What you have to do:
The records below need copying. Match each line exactly.

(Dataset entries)
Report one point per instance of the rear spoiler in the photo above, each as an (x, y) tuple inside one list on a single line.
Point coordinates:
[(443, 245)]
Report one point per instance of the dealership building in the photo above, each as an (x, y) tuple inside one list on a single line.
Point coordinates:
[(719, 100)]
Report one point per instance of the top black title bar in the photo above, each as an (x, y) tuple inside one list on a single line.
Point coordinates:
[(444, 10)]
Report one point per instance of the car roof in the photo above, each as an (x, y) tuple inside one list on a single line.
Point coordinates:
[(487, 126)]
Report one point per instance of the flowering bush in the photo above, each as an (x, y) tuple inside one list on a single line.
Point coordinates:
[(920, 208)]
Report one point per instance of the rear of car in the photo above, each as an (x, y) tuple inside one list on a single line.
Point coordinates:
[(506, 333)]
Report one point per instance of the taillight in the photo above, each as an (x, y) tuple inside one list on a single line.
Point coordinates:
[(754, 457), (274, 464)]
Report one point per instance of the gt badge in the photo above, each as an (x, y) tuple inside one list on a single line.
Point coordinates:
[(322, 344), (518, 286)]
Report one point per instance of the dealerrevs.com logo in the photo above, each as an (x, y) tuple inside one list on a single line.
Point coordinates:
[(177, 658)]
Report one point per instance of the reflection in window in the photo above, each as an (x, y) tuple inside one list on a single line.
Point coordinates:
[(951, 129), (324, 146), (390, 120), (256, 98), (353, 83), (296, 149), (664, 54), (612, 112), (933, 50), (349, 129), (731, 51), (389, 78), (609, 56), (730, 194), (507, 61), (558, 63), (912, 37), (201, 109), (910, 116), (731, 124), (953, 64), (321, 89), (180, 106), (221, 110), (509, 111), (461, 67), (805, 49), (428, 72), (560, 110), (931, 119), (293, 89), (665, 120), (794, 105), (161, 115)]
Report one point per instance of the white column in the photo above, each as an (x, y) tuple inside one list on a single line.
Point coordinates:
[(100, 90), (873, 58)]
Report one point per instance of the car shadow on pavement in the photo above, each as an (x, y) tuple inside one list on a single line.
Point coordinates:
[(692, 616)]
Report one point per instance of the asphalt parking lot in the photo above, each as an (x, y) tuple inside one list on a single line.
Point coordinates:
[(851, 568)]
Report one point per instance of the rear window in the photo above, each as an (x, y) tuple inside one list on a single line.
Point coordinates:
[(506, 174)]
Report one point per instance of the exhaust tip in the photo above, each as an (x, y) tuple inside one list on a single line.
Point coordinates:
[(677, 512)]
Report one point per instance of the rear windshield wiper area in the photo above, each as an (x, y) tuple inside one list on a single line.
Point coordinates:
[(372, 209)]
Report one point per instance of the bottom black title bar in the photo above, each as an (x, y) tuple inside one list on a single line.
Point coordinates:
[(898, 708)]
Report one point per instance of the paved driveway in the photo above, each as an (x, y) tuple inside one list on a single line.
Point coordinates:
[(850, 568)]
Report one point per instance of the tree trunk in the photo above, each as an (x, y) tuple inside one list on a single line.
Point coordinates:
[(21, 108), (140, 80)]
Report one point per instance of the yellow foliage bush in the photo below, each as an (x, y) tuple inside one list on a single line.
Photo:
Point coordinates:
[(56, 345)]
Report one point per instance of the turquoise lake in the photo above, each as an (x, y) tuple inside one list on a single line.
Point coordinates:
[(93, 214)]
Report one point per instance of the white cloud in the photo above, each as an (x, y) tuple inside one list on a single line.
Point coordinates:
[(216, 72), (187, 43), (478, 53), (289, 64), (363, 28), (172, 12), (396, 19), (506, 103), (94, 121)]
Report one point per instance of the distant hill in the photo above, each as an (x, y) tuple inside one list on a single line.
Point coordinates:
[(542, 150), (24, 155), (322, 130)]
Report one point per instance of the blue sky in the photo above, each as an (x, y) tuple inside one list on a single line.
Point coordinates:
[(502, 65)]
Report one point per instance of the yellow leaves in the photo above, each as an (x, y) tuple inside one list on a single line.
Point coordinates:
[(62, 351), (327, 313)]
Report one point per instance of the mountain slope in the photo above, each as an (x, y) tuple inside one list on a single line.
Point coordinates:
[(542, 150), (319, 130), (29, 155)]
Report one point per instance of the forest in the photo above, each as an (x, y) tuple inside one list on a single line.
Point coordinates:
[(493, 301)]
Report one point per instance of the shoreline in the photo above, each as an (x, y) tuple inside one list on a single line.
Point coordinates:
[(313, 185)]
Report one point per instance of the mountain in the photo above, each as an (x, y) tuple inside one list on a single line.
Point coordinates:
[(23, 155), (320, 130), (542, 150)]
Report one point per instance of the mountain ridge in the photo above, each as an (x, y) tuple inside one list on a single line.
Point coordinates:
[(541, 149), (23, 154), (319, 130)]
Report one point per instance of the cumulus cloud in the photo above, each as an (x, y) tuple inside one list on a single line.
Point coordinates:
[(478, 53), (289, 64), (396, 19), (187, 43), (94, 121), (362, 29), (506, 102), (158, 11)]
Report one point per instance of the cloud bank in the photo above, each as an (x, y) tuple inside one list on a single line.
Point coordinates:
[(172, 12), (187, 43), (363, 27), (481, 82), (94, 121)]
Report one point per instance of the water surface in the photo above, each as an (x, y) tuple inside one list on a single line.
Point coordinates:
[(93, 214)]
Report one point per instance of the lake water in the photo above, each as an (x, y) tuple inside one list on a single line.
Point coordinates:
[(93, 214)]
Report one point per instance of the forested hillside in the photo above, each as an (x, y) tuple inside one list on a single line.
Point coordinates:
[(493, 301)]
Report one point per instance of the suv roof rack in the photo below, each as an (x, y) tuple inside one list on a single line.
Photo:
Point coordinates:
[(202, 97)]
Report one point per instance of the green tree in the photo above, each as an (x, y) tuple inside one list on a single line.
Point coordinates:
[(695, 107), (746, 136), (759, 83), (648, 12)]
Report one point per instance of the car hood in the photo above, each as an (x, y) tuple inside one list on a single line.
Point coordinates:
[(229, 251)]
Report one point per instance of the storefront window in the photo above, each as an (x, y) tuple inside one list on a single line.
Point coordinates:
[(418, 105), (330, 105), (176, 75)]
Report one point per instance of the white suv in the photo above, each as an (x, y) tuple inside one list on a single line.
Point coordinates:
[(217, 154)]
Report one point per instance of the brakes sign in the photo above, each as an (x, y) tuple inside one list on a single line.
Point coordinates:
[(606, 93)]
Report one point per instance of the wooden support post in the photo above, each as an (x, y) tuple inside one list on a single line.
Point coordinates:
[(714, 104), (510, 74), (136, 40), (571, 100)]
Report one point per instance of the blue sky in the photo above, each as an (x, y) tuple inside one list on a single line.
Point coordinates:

Reply to the task:
Report one point per instance of the rear spoiler in the photo above, each as an (x, y) tuple inside one list on a single line.
Point coordinates:
[(443, 245)]
Report one point per instance of the dealership building in the photo above, each as an (x, y) tuple inside one list on a single line.
Point coordinates:
[(719, 100)]
Report one point per instance of the top black title bar in the photo above, each as an (x, y) tuple inside one list on a single line.
Point coordinates:
[(444, 10)]
Report one point per instance of the car roof in the photo above, each as an (x, y) tuple inside one list on a single line.
Point coordinates:
[(487, 126)]
Report one point per instance of the flowering bush in the photo above, each as an (x, y) tuple inside one list on a single line.
Point coordinates:
[(920, 208)]
Report one point per instance of the rear of car in the photo above, each as an (x, y) tuple inside one list on a single line.
Point coordinates:
[(506, 333)]
Report one point per instance of the taillight in the photo above, each as an (x, y) tuple inside one list on a single line.
Point coordinates:
[(754, 457), (274, 464)]
Report one point per instance of the gt badge in the photo above, each as an (x, y) tuple inside one list on a single line.
Point coordinates:
[(322, 344), (518, 286)]
Report one point per instance of the dealerrevs.com logo in the photo above, each as an (x, y) tuple inside one list on a single line.
Point coordinates:
[(177, 658)]
Report one point per instance of the reflection in window in the photo above, each as an (x, y) tuple inside one list on a single line.
Point coordinates:
[(951, 129), (324, 146), (390, 120), (256, 98), (353, 83), (296, 149), (664, 54), (612, 112), (933, 50), (349, 129), (731, 51), (389, 78), (609, 56), (730, 194), (507, 61), (558, 63), (912, 37), (201, 109), (910, 116), (731, 124), (953, 64), (321, 89), (180, 106), (221, 110), (509, 111), (461, 67), (805, 49), (428, 72), (560, 110), (931, 119), (293, 89), (665, 120), (794, 105), (161, 115)]
Report one point per instance of the white column in the photo above, each as an (x, y) tuple inside one list on a single line.
Point coordinates:
[(100, 90), (873, 58)]
Report one point per instance of the car shadow on pavement in the photo above, each as an (x, y) tuple inside one list on a single line.
Point coordinates:
[(692, 616)]
Report one point per instance of the asphalt parking lot in the photo above, each as an (x, y) tuple inside one list on a single line.
Point coordinates:
[(851, 568)]
Report one point per instance of the rear window in the photo above, each as an (x, y) tuple inside one list on a single line.
Point coordinates:
[(506, 174)]
Report one point per instance of the exhaust tip in the photo above, each as an (x, y) tuple inside one list on a single line.
Point coordinates:
[(677, 512)]
Report one point per instance of the rear windshield wiper area in the photo above, each as an (x, y) tuple inside one list on a single line.
Point coordinates:
[(372, 209)]
Report one point per instance of the bottom black title bar in the photo above, each as an (x, y) tuple inside one list on a single line.
Point coordinates:
[(898, 708)]
Report one point per instance of the paved driveway in the photo above, each as an (x, y) tuple inside one list on a single line.
Point coordinates:
[(850, 568)]
Report one point per instance of the tree trunk in the photo above, each as an (x, y) tuple inside one list on a single line.
Point coordinates:
[(21, 108), (140, 80)]
Report one point per instance of the yellow foliage bush in the photo below, each as an (x, y) tuple inside one list on a single line.
Photo:
Point coordinates:
[(56, 345)]
Report one point per instance of the turquoise lake in the photo above, each as an (x, y) tuple inside one list on a single line.
Point coordinates:
[(93, 214)]
Report one point per instance of the white cloud in the photo above, each as an (x, y) tuple inside one list on a single line.
Point coordinates:
[(216, 72), (187, 43), (478, 53), (289, 64), (363, 28), (172, 12), (396, 19), (506, 103), (94, 121)]
Report one point per instance of the distant hill in the photo above, each as an (x, y) tuple inside one list on a single line.
Point coordinates:
[(542, 150), (24, 155), (322, 130)]
Report one point per instance of the blue sky in the photo above, each as an (x, y) tuple inside one list on a single line.
Point coordinates:
[(502, 65)]
Report one point per instance of the yellow leaves in the photo above, each as an (x, y) tuple inside one list on a single line.
Point coordinates:
[(62, 351), (327, 313)]
Report one point per instance of the mountain slope in the photo above, each as an (x, y) tuple inside one list on a single line.
Point coordinates:
[(542, 150), (319, 130), (29, 155)]
Report one point per instance of the forest in the photo above, each as an (x, y) tuple inside one list on a single line.
Point coordinates:
[(493, 301)]
Report one point per instance of the shoreline in the photo above, each as an (x, y) tuple inside one list on a single line.
Point coordinates:
[(313, 185)]
Report one point per instance of the mountain in the photo above, each as an (x, y) tuple inside one list on a single line.
Point coordinates:
[(23, 155), (320, 130), (542, 150)]
Report one point per instance of the mountain ridge in the photo above, each as an (x, y) tuple inside one list on a single line.
Point coordinates:
[(541, 149), (23, 154), (319, 130)]
Report one point per instance of the cumulus cloud in the photo above, each as an (x, y) tuple inside one list on a single line.
Point coordinates:
[(478, 53), (289, 64), (396, 19), (187, 43), (94, 121), (362, 29), (506, 102), (158, 11)]
Report one point per instance of the cloud bank in the photo above, each as an (x, y) tuple inside one list on a single line.
Point coordinates:
[(172, 12), (187, 43), (363, 27), (481, 82), (94, 121)]
Report one point per instance of the water surface in the photo above, each as an (x, y) tuple inside one list on a single line.
Point coordinates:
[(93, 214)]
Report one point per instance of the lake water in the photo above, each as an (x, y) tuple inside one list on a single line.
Point coordinates:
[(93, 214)]
Report one point per instance of the forested hillside in the photo above, each as an (x, y) tuple inside one list on a single line.
Point coordinates:
[(493, 301)]
Report one point per instance of the suv roof rack in the photo below, each as an (x, y) tuple inside one list on a single line.
Photo:
Point coordinates:
[(202, 97)]
Report one point per instance of the green tree in the photo above, each as an (x, y) tuple inside one list on a single line.
Point coordinates:
[(695, 107), (746, 136), (759, 83), (648, 12)]
Report one point per instance of the car hood in the photo above, each as an (x, y) tuple inside one list on a single line.
Point coordinates:
[(229, 251)]
Report one point per instance of the storefront window in the photo above, each as an (x, y) tuple inside one list on a single line.
Point coordinates:
[(418, 105), (330, 105), (176, 75)]
Report one point per instance of the white suv in the photo above, each as an (x, y) tuple inside one list on a single line.
Point coordinates:
[(217, 154)]
Report one point per instance of the brakes sign in the photo above, each as an (x, y) tuple inside one list on a single line.
Point coordinates:
[(606, 93)]
Report one point per instance of the wooden support post in the photo above, each as an (x, y) tuple inside one list on a single line.
Point coordinates:
[(714, 104), (510, 74), (136, 40), (571, 100)]
Report one point per instance of the blue sky in the photo above, each as an (x, y) tuple inside one list on a single line.
Point coordinates:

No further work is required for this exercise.